Material for the task section start
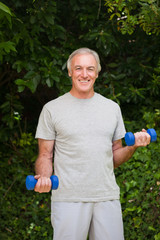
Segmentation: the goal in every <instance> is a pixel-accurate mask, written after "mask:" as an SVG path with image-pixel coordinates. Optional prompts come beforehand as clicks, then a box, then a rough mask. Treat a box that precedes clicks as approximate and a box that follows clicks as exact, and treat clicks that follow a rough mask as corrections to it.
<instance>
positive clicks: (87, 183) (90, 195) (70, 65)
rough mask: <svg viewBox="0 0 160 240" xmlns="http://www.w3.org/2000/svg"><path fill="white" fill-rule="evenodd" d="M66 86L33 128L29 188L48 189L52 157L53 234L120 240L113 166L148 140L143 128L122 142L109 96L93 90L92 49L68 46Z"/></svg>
mask: <svg viewBox="0 0 160 240" xmlns="http://www.w3.org/2000/svg"><path fill="white" fill-rule="evenodd" d="M67 67H68V74H69V76H70V77H71V79H72V88H71V90H70V92H68V93H66V94H64V95H63V96H60V97H58V98H57V99H54V100H52V101H50V102H49V103H47V104H46V105H45V106H44V107H43V109H42V112H41V114H40V118H39V123H38V127H37V132H36V138H38V144H39V155H38V158H37V161H36V165H35V170H36V174H37V175H36V176H35V178H36V179H38V182H37V184H36V187H35V191H36V192H39V193H42V192H49V191H50V189H51V180H50V176H51V175H52V171H53V168H52V159H53V152H54V173H55V174H56V175H57V176H58V178H59V183H60V184H59V188H58V190H56V191H52V199H51V205H52V213H51V220H52V225H53V228H54V236H53V239H54V240H86V238H87V235H88V234H89V239H90V240H123V239H124V234H123V221H122V213H121V205H120V201H119V194H120V191H119V187H118V186H117V184H116V180H115V176H114V168H115V167H118V166H119V165H121V164H122V163H124V162H126V161H127V160H128V159H130V158H131V156H132V155H133V153H134V152H135V150H136V148H137V147H140V146H146V145H148V144H149V143H150V136H149V135H148V134H147V133H146V131H145V130H142V132H138V133H136V134H135V145H134V146H126V147H123V146H122V141H121V139H122V138H123V137H124V135H125V127H124V123H123V119H122V115H121V110H120V108H119V106H118V104H116V103H115V102H113V101H111V100H109V99H107V98H105V97H103V96H101V95H100V94H98V93H96V92H94V83H95V81H96V78H97V77H98V74H99V72H100V70H101V66H100V61H99V56H98V54H97V53H96V52H95V51H93V50H91V49H88V48H80V49H78V50H76V51H74V52H73V53H72V54H71V55H70V56H69V59H68V62H67Z"/></svg>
Material for the task section end
**About this exercise:** Return the lines of the data above in full and exactly, with no pictures.

**Your response:**
Segmentation: the goal in every <instance> is a pixel-accurate mask, written after "mask:" as an SVG path with image-pixel coordinates. Optional prompts come beforehand as clicks, then a box, then a rough mask. Treat a box that precedes clicks as approximate and a box that follows clicks as exact, and treat clicks that follow a rough mask as corrections to it.
<instance>
positive clicks: (87, 183) (90, 195) (70, 65)
rough mask: <svg viewBox="0 0 160 240" xmlns="http://www.w3.org/2000/svg"><path fill="white" fill-rule="evenodd" d="M66 86L33 128L29 188L48 189L52 157L53 234L120 240L113 166L148 140L143 128L122 142L109 96L93 90L92 49L68 46Z"/></svg>
mask: <svg viewBox="0 0 160 240" xmlns="http://www.w3.org/2000/svg"><path fill="white" fill-rule="evenodd" d="M67 67H68V74H69V76H70V77H71V79H72V88H71V90H70V92H68V93H66V94H64V95H63V96H60V97H58V98H57V99H54V100H52V101H50V102H49V103H47V104H46V105H45V106H44V107H43V109H42V112H41V114H40V118H39V123H38V127H37V132H36V138H38V144H39V155H38V158H37V161H36V165H35V170H36V174H37V175H36V176H35V178H36V179H38V182H37V184H36V187H35V191H36V192H39V193H42V192H49V191H50V189H51V180H50V176H51V175H52V171H53V168H52V159H53V152H54V173H55V174H56V175H57V176H58V178H59V183H60V184H59V188H58V190H56V191H52V199H51V205H52V213H51V220H52V225H53V228H54V236H53V239H54V240H86V238H87V235H88V234H89V239H90V240H123V239H124V234H123V221H122V213H121V205H120V201H119V194H120V191H119V187H118V186H117V184H116V180H115V176H114V168H115V167H118V166H119V165H121V164H122V163H124V162H126V161H127V160H128V159H130V158H131V156H132V155H133V153H134V152H135V150H136V148H137V147H140V146H146V145H148V144H149V143H150V136H149V135H148V134H147V133H146V131H145V130H142V132H138V133H136V134H135V145H134V146H126V147H123V146H122V141H121V139H122V138H123V137H124V135H125V127H124V123H123V119H122V115H121V110H120V108H119V106H118V104H116V103H115V102H113V101H111V100H109V99H107V98H105V97H103V96H101V95H100V94H98V93H96V92H94V83H95V81H96V78H97V77H98V74H99V72H100V70H101V66H100V61H99V56H98V54H97V53H96V52H95V51H93V50H91V49H88V48H80V49H78V50H76V51H74V52H73V53H72V54H71V55H70V56H69V59H68V62H67Z"/></svg>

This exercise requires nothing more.